### REQUIRED WORK
Reproduce word for word the part of the Boba Fett episode review below, starting at "In leveraging its" and ending at "shape his future.".

Screenshot: Lucasfilm
Screenshot: Lucasfilm

The answer we’re given is not quite new, as it’s essentially one that we already knew, answered both last week and in the events of The Mandalorian. So “The Tribes of Tatooine” makes up for a lack of freshness by providing a meaty slice of Star Wars action as it dives into Boba Fett’s recent past. The adventure deepens Boba as a character, and also helps to advance another character rebirth, one that like Boba began in The Mandalorian’s second season: The growth of the Tusken peoples as more than the threatening, nebulous “savages” portrayed in the original Star Wars films. It is, admittedly, a growth that has yet to take many further steps beyond simply not treating them as barbarians, leaving them a largely faceless amalgam of tribal culture tropes — but one that is hopefully open for further nuanced exploration beyond this.

The bulk of “The Tribes of Tatooine” takes place in the past, building on the details introduced last week about what happened to Boba Fett after he freed himself from the sarlacc. No longer a prisoner of the Tusken nomads that found him, and more of a wary ally, Boba is given the chance to endear himself to the community by leveraging his skills as a mercenary-for-hire — not for monetary gain or for his own reputation, but to eke out justice on behalf of this persecuted group.

After the Tusken tribe is attacked by an armoured train cutting a path through their ancestral lands — one we eventually learn is smuggling weaponry and spice for the criminal Pyke Syndicate — Boba works with his new allies, embracing tutelage in the Tusken culture in exchange for giving them the tools and knowhow to combat the Pykes alongside. There’s echoes of The Mandalorian season 2 premiere here, which likewise saw Din Djarin and Cobb Vanth work with a group of Tuskens to end a larger threat to Tatooine society, and both climax in grand, suitably explosive Star Wars action sequences. But in The Mandalorian, the Tuskens were more of a tool to be leveraged by the settlers that have called the planet home across generations, to be worked with when needed but otherwise largely kept at arms’ length while its titular hero sought to reconnect with a lost piece of Mandalorian culture, the armour Cobb Vanth had inherited. The Book of Boba Fett offers a twist on this by having Fett — a character seeking identity after losing that iconic armour — essentially adopt the Tuskens as his own, having lost any connection he had to his Mandalorian roots with the loss of both his armour and his father Jango.

Screenshot: Lucasfilm
Screenshot: Lucasfilm

“The Tribes of Tatooine” frames this adoption and transformation for Boba as a celebration, even if there is still an element of a kind of an outsider noble saviour coming in to the aid of an othered, indigenous society to the denouement. The day is saved in a thrilling action sequence, culminating in Boba and the Tuskens successfully destroying the train and sending a message to the Pykes. The Tuskens accept Boba as one of their own with the ritualistic forging of his own gaderffii stick, and a gift of the robes we first saw him wear back in The Mandalorian. But while this serves to bring us further details in the previously-unseen path to the Boba we know now, it also layers something much more melancholic into Boba’s character, adding an emotional context that’s arguably far more profound than simply explaining why Boba was dressed the way he was before he got his armour back. Those black robes are now a symbol of the identity Boba found for himself after his “death” and rebirth, their importance as fundamental to him as reclaiming his family’s armour. In giving us this context, we’re asked to consider that in wearing both these identities together now, he’s embracing both of these sides of the person he has become as he moves ahead in this second life, and that Boba has put aside the man he was before the sarlacc. That the wandering lone hunter — the man Jabba’s cousins still believe him to be — is gone, replaced by something new and more meaningful.

In leveraging its fondness for Star Wars’ past, “The Tribes of Tatooine” elevates that past and adds intriguing texture to Boba’s return. The Book of Boba Fett has proved there’s enough potential in that texture to make its titular hero ripe for exploration. Now it just has to carry it forward, and show how it can help shape his future.

### DATASET RECORDS
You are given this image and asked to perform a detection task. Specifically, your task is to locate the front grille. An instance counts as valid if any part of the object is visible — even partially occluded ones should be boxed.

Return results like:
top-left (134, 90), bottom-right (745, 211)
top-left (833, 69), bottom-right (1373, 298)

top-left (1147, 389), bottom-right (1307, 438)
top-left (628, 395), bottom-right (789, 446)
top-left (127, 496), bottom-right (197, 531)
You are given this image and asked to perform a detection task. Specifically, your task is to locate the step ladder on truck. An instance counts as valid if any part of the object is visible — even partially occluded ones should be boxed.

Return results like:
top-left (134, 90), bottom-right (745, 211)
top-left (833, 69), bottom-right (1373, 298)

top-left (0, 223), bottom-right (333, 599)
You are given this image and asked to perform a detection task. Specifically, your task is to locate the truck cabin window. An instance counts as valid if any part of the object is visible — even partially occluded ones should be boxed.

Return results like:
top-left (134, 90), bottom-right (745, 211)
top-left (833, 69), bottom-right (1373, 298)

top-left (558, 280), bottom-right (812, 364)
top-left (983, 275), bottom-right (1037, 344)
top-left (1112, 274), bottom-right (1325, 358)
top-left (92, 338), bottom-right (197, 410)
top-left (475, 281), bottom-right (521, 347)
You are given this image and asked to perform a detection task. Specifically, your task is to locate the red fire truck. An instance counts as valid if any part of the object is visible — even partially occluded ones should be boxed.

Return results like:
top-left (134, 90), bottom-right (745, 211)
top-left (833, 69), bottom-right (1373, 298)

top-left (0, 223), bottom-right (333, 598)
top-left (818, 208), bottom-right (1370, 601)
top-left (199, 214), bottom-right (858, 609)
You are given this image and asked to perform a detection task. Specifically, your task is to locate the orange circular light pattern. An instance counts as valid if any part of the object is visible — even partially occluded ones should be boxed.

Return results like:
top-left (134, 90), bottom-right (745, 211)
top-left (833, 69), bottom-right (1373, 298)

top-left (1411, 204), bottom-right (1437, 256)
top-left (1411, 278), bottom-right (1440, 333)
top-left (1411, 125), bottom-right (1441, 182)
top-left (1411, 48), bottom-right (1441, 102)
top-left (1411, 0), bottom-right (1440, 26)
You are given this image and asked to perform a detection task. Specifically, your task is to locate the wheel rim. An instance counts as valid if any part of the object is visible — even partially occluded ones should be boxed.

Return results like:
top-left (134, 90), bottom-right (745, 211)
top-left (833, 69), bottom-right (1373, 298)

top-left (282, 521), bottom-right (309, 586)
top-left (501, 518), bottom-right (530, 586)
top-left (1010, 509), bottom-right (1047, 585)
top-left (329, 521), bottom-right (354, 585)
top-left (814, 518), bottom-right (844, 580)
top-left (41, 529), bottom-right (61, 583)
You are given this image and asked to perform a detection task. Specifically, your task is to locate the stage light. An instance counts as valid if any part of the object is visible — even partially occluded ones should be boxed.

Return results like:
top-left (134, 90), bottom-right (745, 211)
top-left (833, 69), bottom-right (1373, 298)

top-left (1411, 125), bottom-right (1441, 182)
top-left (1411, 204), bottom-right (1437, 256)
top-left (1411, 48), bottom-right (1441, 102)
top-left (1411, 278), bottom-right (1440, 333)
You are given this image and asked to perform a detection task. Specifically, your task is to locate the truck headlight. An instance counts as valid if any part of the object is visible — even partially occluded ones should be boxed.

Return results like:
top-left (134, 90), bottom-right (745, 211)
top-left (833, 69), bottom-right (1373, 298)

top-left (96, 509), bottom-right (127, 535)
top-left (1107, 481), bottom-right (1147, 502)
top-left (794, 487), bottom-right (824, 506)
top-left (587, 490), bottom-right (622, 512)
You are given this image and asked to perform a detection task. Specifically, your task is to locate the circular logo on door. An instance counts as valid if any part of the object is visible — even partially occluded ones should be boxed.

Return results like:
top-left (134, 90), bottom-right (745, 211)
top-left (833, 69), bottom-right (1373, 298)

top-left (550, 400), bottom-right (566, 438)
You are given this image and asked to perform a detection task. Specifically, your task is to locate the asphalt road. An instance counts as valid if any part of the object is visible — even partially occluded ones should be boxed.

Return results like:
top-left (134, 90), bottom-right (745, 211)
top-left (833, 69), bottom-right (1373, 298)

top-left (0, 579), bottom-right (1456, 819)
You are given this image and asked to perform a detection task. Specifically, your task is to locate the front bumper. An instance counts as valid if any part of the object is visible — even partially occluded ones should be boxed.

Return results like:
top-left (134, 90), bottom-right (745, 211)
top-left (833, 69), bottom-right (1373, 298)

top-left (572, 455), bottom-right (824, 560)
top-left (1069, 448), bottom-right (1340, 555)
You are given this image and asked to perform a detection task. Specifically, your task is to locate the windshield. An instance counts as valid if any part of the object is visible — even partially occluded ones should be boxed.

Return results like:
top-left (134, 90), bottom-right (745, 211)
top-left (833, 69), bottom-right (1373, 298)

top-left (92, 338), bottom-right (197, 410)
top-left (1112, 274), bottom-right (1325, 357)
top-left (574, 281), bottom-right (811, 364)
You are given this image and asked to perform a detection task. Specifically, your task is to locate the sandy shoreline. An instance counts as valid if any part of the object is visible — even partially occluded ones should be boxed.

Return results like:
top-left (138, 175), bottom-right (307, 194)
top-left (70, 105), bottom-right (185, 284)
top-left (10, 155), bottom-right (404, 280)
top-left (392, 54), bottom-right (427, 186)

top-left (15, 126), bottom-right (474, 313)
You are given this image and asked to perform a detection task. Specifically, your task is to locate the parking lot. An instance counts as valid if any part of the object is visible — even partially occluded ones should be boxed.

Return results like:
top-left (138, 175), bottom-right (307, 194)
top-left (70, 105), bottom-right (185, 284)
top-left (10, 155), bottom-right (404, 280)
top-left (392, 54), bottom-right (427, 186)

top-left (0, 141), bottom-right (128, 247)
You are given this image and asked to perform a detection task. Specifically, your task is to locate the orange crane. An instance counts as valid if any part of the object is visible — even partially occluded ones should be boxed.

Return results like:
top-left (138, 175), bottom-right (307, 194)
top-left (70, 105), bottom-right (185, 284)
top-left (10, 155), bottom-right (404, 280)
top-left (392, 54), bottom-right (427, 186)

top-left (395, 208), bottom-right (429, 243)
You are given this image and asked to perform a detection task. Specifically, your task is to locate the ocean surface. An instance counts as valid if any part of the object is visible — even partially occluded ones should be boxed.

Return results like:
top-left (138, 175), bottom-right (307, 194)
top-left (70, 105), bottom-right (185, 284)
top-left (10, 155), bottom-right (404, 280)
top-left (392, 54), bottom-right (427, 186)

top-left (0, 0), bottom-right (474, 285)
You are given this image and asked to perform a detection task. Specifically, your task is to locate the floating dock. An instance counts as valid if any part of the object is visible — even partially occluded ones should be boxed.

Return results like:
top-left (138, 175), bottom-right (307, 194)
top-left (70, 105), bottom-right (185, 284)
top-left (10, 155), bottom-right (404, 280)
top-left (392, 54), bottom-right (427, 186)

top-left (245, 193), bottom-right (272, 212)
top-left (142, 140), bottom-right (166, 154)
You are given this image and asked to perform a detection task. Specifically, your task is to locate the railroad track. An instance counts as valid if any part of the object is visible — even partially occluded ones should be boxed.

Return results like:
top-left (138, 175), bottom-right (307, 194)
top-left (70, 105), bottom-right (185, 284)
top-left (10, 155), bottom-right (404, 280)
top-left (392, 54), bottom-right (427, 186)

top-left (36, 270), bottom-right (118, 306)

### RESPONSE BOX
In leveraging its fondness for Star Wars’ past, “The Tribes of Tatooine” elevates that past and adds intriguing texture to Boba’s return. The Book of Boba Fett has proved there’s enough potential in that texture to make its titular hero ripe for exploration. Now it just has to carry it forward, and show how it can help shape his future.